Begin PROVIDED PASSAGE

Chief Justice John Roberts

 

Robert’s Long War against the Voting Rights Act will be lost because of Scalia’s self serving musings from the bench.

Shelby County vs. Holder offers Roberts an opportunity to complete a mission he began thirty years ago.

In 1981, Roberts, a young conservative attorney serving the Ronald Reagan and George HW Bush administration, wrote a series of memos to the Attorney General William French Smith. In the first one his thesis was that the Voting Rights Act ‘s provisions imposed burdens unequally upon different parts of the nation without sufficient cause.

In a second memo he wrote that voting rights violations should not be too easy to prove since they provide a basis for the most intrusive interference imaginable. Therefore, Roberts stated that discriminatory voting systems in most of the country could only be barred when discrimination could be shown to be intentional. This would require the kind of intensive investigation into motivation that would make it much tougher for the feds to intervene in states and localities and guarantee equal voting rights. Jurisdictions placing onerous burdens on voters could not be corrected under such a rule if the Attorney General was unable to prove that lawmakers and law enforcers intended to do harm.

Roberts, his associates, and his bosses failed to alter the Voting Rights Act during the Reagan and Bush administrations.

But for the next 30 years, Roberts continued to speak and write on this issue. His limited decisions from the bench also reflected this thinking when case law allowed him to apply his thinking. He did not get many chances.  The Supreme Court, the Legislature, and the President  continued to support, and even to expand the VRA’s reach right through George W. Bush’s administration. The Act has been renewed and amended by Congress four times, reviewed in Court findings 36 times, and the most recent being a 25-year extension was signed into law by Bush in 2006 after passing the House 390-33 and the Senate 98-0, one year after Roberts was appointed to the Supreme Court.

In 2009 as Chief Justice in an opinion for the majority (8-1) the court on a narrow statutory ground in a case involving the utility district in Austin, Tex., ruled that the Voting  Rights Act was properly applied. (See: http://www.nytimes.com/2009/06/23/us/23scotus.html) But in that opinion he also offered the view that Section 5 represented an unconscionable and seemingly perpetual punishment for the South’s past sins. Roberts wrote that the government had made the “bailout provision”, that provided a way for jurisdictions with a history of discrimination to prove they no longer needed close supervision, “all but a nullity.”

The bailout provision is  not a nullity. In the three years since that ruling more than 100 jurisdictions have been allowed to bail out of Section 5—more than twice as many in the nearly three decades before. Making the case is relatively easy to do and the court costs related to this are small, normally less than $5000.

End PROVIDED PASSAGE
Begin SUPPLIED INFORMATION

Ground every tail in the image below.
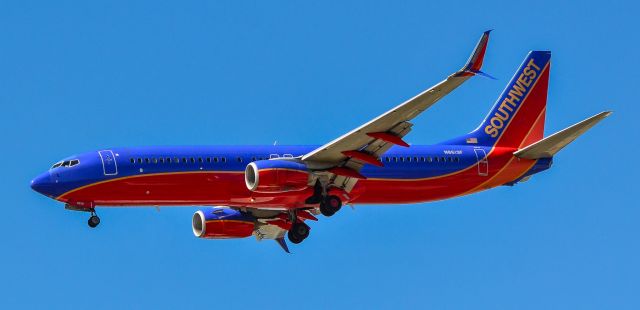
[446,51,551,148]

End SUPPLIED INFORMATION
Begin SUPPLIED INFORMATION

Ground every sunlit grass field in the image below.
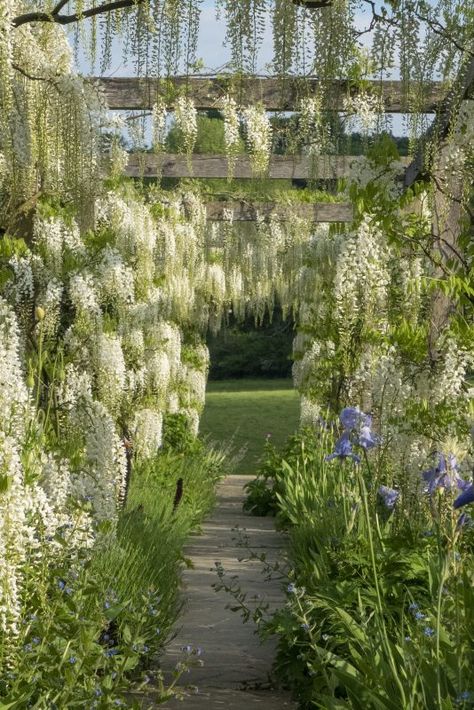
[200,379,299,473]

End SUPPLIED INFORMATION

SHORT TASK
Rewrite the stretch of the piece on Roberts and the Voting Rights Act from "In 1981, Roberts, a" through "without sufficient cause.", putting "letters" in place of "memos". The data plays no role here.

CORRECT OUTPUT
In 1981, Roberts, a young conservative attorney serving the Ronald Reagan and George HW Bush administration, wrote a series of letters to the Attorney General William French Smith. In the first one his thesis was that the Voting Rights Act ‘s provisions imposed burdens unequally upon different parts of the nation without sufficient cause.